_DATA ROWS_
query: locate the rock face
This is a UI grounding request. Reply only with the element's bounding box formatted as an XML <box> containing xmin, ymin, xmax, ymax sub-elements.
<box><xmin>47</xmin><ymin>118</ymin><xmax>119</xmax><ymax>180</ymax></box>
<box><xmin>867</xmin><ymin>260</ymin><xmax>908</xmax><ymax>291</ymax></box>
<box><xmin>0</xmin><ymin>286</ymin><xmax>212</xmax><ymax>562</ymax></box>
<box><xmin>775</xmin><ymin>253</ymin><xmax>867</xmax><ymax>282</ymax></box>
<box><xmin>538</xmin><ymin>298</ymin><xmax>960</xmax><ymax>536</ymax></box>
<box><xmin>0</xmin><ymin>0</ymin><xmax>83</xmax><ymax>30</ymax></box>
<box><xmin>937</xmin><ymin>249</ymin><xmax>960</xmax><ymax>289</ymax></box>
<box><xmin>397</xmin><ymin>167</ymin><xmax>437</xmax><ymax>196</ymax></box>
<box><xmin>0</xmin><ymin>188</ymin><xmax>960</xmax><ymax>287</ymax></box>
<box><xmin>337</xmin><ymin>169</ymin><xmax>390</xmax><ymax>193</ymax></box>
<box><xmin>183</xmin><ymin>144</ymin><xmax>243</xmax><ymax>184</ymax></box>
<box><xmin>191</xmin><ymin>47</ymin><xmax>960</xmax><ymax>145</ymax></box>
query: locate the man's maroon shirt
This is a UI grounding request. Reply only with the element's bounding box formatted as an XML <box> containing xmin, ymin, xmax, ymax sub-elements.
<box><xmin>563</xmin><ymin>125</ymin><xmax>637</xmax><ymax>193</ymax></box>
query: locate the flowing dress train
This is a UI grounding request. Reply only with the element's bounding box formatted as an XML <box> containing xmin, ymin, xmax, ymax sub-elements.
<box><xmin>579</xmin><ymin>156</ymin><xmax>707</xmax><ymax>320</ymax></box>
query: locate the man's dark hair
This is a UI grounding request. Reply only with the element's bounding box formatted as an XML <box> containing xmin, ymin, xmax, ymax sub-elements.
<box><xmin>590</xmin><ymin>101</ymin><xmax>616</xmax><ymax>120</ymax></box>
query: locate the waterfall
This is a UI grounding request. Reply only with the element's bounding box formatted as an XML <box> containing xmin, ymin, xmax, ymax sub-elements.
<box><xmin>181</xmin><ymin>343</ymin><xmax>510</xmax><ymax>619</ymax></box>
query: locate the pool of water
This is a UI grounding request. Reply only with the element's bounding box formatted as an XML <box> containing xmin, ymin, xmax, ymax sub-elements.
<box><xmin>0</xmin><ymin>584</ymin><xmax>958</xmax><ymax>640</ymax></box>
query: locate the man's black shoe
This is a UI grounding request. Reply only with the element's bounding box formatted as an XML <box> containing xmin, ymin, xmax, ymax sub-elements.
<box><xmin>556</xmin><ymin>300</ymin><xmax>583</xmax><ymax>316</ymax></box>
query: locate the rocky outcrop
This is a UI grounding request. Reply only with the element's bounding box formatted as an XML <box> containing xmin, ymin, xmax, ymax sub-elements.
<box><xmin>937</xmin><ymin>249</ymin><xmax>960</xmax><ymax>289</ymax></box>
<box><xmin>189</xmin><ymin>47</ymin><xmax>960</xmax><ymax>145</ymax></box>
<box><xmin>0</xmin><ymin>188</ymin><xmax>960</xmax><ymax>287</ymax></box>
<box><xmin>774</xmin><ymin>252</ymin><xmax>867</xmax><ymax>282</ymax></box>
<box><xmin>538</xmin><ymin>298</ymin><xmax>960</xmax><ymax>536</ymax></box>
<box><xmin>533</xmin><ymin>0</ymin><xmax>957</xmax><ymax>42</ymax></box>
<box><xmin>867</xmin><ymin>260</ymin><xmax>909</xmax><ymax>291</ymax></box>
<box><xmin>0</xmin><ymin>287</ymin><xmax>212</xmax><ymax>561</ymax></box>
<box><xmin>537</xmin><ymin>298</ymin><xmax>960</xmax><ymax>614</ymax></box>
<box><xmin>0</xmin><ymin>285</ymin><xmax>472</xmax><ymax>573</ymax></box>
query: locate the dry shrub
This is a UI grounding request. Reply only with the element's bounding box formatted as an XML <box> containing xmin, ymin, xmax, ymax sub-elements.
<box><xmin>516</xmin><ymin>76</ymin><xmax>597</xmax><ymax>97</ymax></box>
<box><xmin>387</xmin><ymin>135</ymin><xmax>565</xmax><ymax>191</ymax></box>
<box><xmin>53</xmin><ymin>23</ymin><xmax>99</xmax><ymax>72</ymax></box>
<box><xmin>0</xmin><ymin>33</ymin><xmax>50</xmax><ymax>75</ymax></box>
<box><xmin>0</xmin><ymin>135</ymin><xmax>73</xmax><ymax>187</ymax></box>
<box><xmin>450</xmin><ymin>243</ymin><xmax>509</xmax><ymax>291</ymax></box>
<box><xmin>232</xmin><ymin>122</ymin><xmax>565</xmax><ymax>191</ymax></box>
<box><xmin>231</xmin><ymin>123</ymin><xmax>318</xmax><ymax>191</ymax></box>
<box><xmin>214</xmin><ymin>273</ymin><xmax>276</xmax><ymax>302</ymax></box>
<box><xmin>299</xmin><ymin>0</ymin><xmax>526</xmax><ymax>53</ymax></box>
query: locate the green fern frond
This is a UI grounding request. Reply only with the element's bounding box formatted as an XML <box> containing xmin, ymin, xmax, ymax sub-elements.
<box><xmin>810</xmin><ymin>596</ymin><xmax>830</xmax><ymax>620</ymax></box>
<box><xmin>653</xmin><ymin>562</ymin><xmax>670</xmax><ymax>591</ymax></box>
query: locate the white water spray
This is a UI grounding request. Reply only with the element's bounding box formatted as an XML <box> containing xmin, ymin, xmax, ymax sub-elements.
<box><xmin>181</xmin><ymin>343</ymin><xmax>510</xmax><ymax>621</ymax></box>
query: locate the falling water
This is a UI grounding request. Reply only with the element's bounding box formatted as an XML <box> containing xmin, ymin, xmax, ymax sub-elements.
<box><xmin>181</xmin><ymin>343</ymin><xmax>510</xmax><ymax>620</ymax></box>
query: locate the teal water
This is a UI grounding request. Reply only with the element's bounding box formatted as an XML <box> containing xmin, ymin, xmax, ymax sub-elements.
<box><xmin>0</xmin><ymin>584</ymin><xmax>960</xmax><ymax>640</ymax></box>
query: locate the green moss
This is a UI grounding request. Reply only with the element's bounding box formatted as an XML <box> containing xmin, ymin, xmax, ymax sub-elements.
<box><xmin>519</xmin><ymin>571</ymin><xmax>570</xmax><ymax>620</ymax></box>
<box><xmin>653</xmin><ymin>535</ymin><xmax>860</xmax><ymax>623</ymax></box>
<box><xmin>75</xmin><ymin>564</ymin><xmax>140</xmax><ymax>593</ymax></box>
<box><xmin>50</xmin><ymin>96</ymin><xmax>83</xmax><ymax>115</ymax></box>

_WHAT IS BEING ASKED_
Print the data again, unchanged, from the line with "query: locate the green moss" up to and including the last line of the data.

_SOLUTION TO THIS PROBLEM_
query: locate the green moss
This is a UI grounding request. Reply only with the element's bounding box formatted as an XML <box> containing xmin, ymin, xmax, ymax sub-elements.
<box><xmin>519</xmin><ymin>571</ymin><xmax>570</xmax><ymax>620</ymax></box>
<box><xmin>653</xmin><ymin>535</ymin><xmax>860</xmax><ymax>623</ymax></box>
<box><xmin>75</xmin><ymin>564</ymin><xmax>140</xmax><ymax>593</ymax></box>
<box><xmin>50</xmin><ymin>96</ymin><xmax>83</xmax><ymax>115</ymax></box>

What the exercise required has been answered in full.